• [Passage given]
---------------

Due to \((S^+,S^-)\) being a relaxed outcome configuration, there could be outcomes not in \(S^+\) which are NEs for some \(x_n \in X(S^+) \cap \overline{X(S^-)}\). Due to \(\psi (x_n;S^+)\) being defined as \(\min _{a_{-n} \in S^+} \sum _{a_n \in A_n} U_n^{a_{-n}, a_n} x_n^{a_n}\), ignoring any such NE at any \(x_n \in X(S^+) \cap \overline{X(S^-)}\) can only result in the \(\min \) operator considering fewer outcomes \(a_{-n}\), thus overestimating \(\psi (x_n;S^+)\) and, ultimately, \(f(x_n)\). Thus, the claim follows. \(\square \)

As a consequence of Proposition 9, optimal values obtained when computing the value of \(\max _{x_n \in X(S^+) \cap \overline{X(S^-)}} \psi (x_n;S^+)\) throughout the search tree can be used as bounds as in a standard branch-and-bound method.

---------------

• [Information supplied]

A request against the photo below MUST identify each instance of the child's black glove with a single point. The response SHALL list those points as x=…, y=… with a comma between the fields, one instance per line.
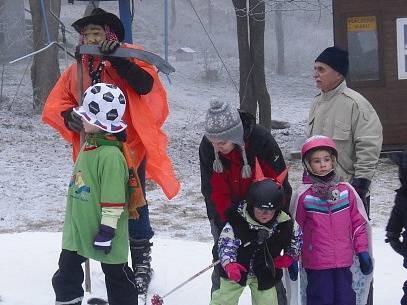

---------------

• [Set exercise 1] In the passage on relaxed outcome configurations, what can the optimal values found throughout the search tree be used as?
• [Set exercise 2] Carry on the passage about relaxed outcome configurations and branch-and-bound bounds, picking up right after its final sentence.

• [Exercise answer 1] They can be used as bounds, as in a standard branch-and-bound method.

• [Exercise answer 2]
Since \(\max _{x_n \in X(S^+) \cap \overline{X(S^-)}} \psi (x_n;S^+)\) is not well-defined for nodes where \(S^+ = \emptyset \), for them we solve, rather than an instance of Problem (11), a restriction of the optimistic problem (see Sect. 3) with constraints imposing that all followers’ action profiles in \(S^-\) are not NEs. We employ the following formulation, which we introduce directly for the lexicographic case:

$$\begin{aligned} \max _{y, x_n, \epsilon }&\; \left[ \sum _{a \in A} U_n^{a_{-n},a_n} y^{a_{-n}} x_n^{a_n}; \epsilon \right] \end{aligned}$$
(13a)
$$\begin{aligned} \text {s.t.}&\sum _{a_{-n} \in A_F} y^{a_{-n}} =1\nonumber \\&y^{a_{-n}} \sum _{a_n \in A_n} (U_p^{a_{-n},a_n} - U_p^{a_{-n}',a_n}) x_n^{a_n} \geqslant 0 \qquad \forall p \in F, a_{-n}\in A_F, a_p' \in A_p {\setminus } \{a_p\} \end{aligned}$$
(13b)
$$\begin{aligned}&\text {with } a_{-n}' = (a_1, \dots , a_{p-1}, a_p', a_{p+1}, \dots , a_{n-1}) \end{aligned}$$
(13c)
$$\begin{aligned}&y^{a_{-n}} \in \{0,1\} \forall a_{-n} \in A_F \end{aligned}$$
(13d)
$$\begin{aligned}&x_n \in \varDelta _n\end{aligned}$$
(13e)
$$\begin{aligned}&x_n \in X(S^-;\epsilon ). \end{aligned}$$
(13f)

The problem can be turned into a lex-MILP by linearising each bilinear product \(y^{a_{-n}} x_n^{a_n}\) by means of McCormick’s envelope constraints and by restating Constraint (13f) as done in the MILP Constraints 8.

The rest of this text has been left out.